## start Supplied data
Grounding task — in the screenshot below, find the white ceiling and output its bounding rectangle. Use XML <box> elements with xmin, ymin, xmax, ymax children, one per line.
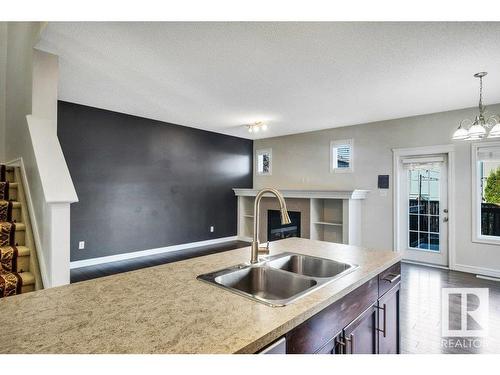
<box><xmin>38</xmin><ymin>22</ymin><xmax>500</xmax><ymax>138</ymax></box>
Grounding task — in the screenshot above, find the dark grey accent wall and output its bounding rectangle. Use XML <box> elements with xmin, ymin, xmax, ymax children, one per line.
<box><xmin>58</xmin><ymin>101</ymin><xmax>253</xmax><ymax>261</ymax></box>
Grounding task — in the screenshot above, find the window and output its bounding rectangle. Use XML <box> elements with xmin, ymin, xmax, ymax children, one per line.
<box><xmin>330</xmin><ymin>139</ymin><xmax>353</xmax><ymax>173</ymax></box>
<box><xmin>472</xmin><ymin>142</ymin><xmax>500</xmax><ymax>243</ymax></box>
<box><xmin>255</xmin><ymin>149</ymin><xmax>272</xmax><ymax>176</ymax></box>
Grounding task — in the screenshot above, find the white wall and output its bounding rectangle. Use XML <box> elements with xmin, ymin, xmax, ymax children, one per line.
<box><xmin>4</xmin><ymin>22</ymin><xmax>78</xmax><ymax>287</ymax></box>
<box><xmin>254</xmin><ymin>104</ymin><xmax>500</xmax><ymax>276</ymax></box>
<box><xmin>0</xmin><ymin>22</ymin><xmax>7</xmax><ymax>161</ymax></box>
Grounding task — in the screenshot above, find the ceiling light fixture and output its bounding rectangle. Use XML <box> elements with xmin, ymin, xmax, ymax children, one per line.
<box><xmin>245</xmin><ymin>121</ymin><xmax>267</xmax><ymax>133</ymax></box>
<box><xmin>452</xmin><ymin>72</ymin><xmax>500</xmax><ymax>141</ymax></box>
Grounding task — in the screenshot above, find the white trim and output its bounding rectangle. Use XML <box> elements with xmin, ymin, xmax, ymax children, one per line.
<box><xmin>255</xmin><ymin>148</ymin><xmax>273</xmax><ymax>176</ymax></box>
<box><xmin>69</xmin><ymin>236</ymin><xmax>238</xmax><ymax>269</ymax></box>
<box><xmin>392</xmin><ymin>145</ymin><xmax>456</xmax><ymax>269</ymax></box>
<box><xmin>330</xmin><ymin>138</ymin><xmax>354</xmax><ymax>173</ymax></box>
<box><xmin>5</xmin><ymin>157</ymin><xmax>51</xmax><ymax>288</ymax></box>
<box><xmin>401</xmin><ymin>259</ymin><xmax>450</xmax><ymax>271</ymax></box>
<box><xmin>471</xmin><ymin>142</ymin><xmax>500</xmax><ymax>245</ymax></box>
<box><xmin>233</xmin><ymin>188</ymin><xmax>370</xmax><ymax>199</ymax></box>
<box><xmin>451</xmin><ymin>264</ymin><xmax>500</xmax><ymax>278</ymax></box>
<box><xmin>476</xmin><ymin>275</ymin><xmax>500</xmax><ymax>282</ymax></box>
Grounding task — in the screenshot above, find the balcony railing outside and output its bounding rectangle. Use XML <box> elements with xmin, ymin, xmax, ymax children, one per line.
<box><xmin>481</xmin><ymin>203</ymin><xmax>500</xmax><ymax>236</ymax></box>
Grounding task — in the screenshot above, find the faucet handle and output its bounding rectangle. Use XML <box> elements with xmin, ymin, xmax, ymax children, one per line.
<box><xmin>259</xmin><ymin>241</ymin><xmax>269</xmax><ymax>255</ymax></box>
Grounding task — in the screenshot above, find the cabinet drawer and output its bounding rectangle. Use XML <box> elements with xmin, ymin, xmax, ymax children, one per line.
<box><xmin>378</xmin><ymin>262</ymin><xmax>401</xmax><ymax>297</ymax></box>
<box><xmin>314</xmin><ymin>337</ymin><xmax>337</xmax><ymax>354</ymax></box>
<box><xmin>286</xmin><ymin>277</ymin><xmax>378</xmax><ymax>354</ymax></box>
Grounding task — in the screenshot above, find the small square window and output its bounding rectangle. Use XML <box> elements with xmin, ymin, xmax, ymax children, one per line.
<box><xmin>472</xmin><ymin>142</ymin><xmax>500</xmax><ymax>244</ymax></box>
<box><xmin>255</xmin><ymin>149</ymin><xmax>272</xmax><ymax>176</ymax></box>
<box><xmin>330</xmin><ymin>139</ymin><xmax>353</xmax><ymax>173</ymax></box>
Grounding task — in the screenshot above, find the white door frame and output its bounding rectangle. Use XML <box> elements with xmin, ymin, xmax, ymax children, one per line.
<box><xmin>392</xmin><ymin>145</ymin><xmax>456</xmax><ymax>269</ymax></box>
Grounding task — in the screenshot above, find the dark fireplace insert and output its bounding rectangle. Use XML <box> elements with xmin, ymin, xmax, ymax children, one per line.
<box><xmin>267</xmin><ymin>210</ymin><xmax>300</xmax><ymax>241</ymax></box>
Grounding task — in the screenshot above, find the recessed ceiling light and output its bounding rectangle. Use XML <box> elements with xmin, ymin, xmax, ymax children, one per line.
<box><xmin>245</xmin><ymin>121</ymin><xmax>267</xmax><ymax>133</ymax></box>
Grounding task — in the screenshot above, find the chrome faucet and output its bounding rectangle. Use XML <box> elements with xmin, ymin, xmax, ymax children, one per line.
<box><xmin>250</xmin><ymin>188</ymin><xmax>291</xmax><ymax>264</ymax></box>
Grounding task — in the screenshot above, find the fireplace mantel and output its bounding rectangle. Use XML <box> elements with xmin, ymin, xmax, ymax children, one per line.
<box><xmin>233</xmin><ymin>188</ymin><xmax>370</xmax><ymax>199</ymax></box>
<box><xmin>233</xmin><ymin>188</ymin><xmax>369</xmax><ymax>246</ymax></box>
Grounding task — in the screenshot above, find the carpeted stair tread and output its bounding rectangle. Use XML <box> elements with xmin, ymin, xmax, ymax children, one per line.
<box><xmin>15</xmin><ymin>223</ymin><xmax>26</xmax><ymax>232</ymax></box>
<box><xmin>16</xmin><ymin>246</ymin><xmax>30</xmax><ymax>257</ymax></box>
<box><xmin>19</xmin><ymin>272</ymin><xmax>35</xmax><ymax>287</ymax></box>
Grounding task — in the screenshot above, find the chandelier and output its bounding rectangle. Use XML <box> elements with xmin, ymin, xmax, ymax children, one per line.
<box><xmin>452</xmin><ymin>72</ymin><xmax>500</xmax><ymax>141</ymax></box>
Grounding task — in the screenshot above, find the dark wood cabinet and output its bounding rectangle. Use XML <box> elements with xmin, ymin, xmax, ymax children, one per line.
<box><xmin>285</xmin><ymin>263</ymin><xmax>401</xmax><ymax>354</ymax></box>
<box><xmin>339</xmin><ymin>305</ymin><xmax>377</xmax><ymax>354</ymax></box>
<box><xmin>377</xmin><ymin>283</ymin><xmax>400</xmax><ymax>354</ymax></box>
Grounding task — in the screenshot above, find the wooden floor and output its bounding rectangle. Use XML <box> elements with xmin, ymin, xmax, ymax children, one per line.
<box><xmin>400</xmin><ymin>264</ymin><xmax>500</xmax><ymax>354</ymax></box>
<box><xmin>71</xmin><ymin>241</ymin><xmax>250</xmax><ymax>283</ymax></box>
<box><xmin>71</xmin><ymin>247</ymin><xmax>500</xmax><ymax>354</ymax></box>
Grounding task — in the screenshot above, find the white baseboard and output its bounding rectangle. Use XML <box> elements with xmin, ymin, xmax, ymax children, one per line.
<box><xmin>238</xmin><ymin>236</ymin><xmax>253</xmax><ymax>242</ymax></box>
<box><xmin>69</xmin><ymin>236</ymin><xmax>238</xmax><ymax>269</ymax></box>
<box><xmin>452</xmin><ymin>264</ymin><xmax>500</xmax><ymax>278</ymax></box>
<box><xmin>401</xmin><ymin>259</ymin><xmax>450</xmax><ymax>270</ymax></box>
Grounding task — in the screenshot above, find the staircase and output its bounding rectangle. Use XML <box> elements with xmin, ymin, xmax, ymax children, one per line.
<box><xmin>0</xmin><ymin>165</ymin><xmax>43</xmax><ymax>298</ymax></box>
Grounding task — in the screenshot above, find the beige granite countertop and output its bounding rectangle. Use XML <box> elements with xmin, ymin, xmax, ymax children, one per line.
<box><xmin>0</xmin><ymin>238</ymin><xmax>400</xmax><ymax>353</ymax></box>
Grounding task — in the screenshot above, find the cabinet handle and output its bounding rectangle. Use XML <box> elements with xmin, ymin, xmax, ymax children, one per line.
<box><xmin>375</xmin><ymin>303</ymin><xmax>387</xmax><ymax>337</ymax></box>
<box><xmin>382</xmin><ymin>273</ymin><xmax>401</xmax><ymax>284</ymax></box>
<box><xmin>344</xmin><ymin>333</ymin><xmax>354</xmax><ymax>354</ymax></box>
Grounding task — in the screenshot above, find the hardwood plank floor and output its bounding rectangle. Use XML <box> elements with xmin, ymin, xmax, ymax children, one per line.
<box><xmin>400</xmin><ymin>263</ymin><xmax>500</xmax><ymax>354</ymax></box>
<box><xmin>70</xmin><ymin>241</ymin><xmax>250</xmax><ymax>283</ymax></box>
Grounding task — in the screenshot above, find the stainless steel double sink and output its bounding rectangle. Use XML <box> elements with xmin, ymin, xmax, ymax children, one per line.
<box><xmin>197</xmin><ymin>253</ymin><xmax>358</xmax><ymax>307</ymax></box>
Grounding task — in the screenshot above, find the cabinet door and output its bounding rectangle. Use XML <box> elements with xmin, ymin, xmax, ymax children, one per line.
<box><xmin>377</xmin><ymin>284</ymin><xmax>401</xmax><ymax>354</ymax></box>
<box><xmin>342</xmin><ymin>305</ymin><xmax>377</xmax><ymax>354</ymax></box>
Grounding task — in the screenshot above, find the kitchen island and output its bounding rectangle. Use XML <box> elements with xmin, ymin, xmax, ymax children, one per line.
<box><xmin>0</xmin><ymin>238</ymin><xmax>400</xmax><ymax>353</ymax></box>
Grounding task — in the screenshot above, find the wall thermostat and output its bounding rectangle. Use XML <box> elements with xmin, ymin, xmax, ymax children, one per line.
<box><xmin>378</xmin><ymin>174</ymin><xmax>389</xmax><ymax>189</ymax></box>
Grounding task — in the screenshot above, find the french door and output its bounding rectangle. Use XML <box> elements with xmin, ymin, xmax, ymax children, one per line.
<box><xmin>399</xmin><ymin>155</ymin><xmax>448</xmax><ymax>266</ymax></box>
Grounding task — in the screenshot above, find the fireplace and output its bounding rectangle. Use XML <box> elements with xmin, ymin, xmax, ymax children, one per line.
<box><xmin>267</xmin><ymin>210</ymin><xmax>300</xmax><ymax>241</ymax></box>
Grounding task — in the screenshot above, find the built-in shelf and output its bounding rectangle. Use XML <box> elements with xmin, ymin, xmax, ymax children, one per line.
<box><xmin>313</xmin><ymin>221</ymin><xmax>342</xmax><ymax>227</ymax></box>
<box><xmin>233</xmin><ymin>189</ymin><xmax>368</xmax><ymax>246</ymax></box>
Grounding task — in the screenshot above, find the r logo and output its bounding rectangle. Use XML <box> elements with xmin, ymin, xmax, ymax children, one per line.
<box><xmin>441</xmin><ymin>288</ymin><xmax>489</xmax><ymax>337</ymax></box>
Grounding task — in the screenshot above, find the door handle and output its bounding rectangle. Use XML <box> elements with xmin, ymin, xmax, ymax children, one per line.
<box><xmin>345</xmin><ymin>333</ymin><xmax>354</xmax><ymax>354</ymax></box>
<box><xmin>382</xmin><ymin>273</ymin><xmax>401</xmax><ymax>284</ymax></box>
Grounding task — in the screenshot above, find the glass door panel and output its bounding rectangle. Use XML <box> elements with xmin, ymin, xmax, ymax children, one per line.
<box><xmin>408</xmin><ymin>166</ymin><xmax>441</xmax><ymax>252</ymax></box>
## end Supplied data
> **Your objective**:
Identify every line of the records that contains the word "cabinet" and copy each one.

> **Exercise result**:
Grounding task — in the screenshot above, find the cabinet drawer and output its bounding rectangle. Use XML <box> elements with xmin, ymin, xmax, ymax children, one per line.
Grounding task — in the screenshot above, find the dark wood cabinet and output its bounding rectangle. Use XML <box> elements with xmin, ymin, xmax, ymax children, one per line.
Grounding task — in the screenshot above, find the cabinet handle and output its bounding rectangle. Use XML <box> elements with xmin, ymin, xmax, ymax children, one per line.
Grounding task — in the screenshot above, find the cabinet door and output its bounding rectangle. Use XML <box> elements with xmin, ymin, xmax, ymax children, one per line.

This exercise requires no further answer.